AIM OF THE TASK:
Pick up the article on keeping eyes healthy with age and write what comes after its last sentence.

READING TEXT:

Getting older is a normal part of life, but vision loss most certainly is not — so says National Eye Institute director Dr. Paul A. Sieving, reported KXO Radio.
Offering up some advice to those interested in keeping their eyes healthy over the long-term period, Dr. Sieving said in the article that timely diagnosis, speedy treatment and proper follow-up can safeguard against vision loss stemming from conditions like age-related macular degeneration (AMD), glaucoma and diabetic retinopathy.
In the article, Dr. Sieving provided the following suggestions in a bid to help people keep their eyes in good shape no matter what their age:
- People need to find out whether or not eye disease is something that is part of their family history. If they discover that a relative has eye disease, they should consult their eye doctor to find out what they can done to keep their eyes functioning properly.
- People need to adopt a healthy lifestyle. Those who consume foods that contain lots of omega-3 fatty acids — which can be found in fish — and vitamins C and A — which can be found in produce such as leafy green vegetables and citrus fruits — can help to protect their eyes.

ENTRIES SUPPLIED:
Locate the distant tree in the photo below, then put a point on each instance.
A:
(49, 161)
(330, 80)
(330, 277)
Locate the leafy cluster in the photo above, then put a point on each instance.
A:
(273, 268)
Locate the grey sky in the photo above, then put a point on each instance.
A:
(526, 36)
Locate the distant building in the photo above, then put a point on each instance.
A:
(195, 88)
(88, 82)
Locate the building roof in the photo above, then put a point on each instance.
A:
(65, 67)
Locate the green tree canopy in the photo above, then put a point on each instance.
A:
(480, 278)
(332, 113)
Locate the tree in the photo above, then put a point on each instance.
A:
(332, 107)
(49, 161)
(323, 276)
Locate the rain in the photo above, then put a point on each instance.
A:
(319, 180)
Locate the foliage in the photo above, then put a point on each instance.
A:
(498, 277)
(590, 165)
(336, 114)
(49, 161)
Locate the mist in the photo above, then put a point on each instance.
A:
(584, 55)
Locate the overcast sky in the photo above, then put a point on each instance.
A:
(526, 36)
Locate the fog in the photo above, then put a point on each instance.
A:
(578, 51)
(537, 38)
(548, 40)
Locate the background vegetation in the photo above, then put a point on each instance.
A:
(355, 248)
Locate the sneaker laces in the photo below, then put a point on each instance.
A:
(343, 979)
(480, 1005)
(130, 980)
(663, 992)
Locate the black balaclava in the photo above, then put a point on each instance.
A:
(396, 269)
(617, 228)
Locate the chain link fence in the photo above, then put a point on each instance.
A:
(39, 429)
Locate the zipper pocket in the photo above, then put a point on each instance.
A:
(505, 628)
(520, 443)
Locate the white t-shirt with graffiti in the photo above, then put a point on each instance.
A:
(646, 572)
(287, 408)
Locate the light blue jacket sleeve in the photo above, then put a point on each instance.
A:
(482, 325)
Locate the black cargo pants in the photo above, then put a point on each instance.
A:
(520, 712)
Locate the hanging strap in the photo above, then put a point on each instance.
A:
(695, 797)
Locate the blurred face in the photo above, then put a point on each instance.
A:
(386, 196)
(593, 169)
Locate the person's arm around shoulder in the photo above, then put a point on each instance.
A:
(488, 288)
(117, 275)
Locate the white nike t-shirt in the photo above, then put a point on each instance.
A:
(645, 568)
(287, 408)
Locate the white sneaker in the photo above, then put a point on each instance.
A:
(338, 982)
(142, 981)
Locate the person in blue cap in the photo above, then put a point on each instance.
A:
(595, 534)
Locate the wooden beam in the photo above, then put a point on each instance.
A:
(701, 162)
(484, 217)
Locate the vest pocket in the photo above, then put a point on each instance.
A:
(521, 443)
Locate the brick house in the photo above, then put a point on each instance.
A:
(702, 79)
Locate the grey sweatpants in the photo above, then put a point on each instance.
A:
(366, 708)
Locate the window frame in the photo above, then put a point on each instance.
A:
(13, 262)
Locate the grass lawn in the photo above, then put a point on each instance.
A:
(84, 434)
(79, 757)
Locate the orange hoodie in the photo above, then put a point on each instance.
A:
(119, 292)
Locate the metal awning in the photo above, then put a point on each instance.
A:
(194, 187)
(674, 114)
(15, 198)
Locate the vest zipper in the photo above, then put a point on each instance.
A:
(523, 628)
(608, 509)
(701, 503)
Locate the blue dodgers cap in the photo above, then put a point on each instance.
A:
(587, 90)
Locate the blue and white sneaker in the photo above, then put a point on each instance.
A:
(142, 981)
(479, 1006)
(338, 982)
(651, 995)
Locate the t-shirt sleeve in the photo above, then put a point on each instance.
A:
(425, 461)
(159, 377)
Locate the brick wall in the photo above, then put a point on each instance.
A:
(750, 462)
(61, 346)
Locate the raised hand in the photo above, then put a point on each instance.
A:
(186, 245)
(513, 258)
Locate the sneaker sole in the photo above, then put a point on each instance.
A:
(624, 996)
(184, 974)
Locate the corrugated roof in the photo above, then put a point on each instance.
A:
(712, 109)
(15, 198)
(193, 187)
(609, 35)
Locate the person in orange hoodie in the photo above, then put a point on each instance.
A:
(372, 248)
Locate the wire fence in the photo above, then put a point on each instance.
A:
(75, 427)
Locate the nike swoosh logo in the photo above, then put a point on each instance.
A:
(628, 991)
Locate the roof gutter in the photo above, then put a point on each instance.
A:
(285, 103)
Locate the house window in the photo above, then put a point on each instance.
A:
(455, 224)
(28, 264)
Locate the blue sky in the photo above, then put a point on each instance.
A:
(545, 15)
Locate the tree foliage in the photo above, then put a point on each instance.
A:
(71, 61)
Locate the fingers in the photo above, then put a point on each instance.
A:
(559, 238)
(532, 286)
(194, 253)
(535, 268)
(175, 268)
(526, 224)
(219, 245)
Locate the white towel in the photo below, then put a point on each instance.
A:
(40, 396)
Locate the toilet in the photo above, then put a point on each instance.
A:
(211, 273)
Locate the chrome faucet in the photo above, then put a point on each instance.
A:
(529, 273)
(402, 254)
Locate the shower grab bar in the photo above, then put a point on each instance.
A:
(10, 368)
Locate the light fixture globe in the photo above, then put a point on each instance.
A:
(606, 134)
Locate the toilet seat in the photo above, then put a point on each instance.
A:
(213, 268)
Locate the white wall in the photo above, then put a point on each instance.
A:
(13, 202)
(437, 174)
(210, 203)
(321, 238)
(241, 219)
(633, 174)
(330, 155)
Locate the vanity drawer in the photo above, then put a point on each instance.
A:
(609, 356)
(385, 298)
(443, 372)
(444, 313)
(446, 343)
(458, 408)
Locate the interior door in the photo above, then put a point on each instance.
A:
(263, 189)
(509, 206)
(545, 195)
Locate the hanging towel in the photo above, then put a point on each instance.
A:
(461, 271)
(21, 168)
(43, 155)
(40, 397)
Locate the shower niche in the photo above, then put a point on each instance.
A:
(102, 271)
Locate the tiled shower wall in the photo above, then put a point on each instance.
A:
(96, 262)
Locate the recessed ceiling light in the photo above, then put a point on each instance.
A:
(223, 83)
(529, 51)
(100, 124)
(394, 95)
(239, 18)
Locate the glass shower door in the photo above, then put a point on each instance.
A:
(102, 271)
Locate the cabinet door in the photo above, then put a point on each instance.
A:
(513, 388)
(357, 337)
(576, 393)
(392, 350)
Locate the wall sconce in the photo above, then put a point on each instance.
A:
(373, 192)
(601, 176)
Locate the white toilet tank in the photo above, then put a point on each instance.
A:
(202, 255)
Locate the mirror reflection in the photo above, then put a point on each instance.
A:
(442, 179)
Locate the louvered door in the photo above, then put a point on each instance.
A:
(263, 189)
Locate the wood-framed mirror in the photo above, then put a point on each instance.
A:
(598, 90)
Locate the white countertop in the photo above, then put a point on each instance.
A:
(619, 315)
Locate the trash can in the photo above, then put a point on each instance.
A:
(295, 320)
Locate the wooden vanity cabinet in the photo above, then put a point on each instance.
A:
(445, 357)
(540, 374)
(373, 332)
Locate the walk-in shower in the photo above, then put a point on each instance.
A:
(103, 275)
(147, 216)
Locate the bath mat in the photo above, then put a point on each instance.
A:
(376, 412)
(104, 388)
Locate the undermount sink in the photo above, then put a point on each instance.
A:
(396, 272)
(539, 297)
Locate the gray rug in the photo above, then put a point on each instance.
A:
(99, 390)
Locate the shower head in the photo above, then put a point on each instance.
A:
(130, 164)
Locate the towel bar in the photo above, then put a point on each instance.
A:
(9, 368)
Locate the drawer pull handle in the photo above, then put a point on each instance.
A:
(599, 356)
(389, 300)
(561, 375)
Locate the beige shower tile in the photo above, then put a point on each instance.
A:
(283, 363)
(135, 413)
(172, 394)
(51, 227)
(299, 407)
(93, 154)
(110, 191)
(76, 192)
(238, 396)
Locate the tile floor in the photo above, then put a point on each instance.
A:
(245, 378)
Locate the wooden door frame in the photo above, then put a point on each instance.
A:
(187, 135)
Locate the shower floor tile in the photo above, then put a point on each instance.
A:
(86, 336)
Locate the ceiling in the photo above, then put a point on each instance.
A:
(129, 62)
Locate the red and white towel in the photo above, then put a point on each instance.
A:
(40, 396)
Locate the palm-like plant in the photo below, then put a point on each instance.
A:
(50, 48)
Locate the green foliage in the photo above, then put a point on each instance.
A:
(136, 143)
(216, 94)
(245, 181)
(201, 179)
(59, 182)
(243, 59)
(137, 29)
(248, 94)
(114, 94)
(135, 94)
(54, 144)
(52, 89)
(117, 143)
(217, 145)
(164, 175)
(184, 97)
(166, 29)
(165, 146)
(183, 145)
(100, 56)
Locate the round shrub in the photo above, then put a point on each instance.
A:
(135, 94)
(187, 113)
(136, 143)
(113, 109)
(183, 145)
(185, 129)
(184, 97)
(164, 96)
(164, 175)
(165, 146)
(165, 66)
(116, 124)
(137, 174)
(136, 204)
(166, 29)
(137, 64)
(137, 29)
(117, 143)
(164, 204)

TASK RESPONSE:
- People need to learn to give their eyes a break now and again. According to Dr. Sieving, those who have an occupation that requires sitting in front of a computer for long stretches of the day should follow the 20/20/20 rule. He explained that people should, ever 20 minutes, focus their eyes approximately 20 feet in front of them for a period of 20 seconds. This, said Dr. Sieving, will help to lessen fatigue and eyestrain.
- People need to be careful when it comes to selecting sunglasses. When out looking for the perfect pair, people should narrow their selection to sunglasses that block out at least 99% of UV-B and UV-A radiation. Anything less will not provide adequate protection.
Dr. Sieving said in the article that early phases of eye conditions generally do not come with obvious symptoms. What this means is that people need to go to their eye care specialist for a complete dilated eye test.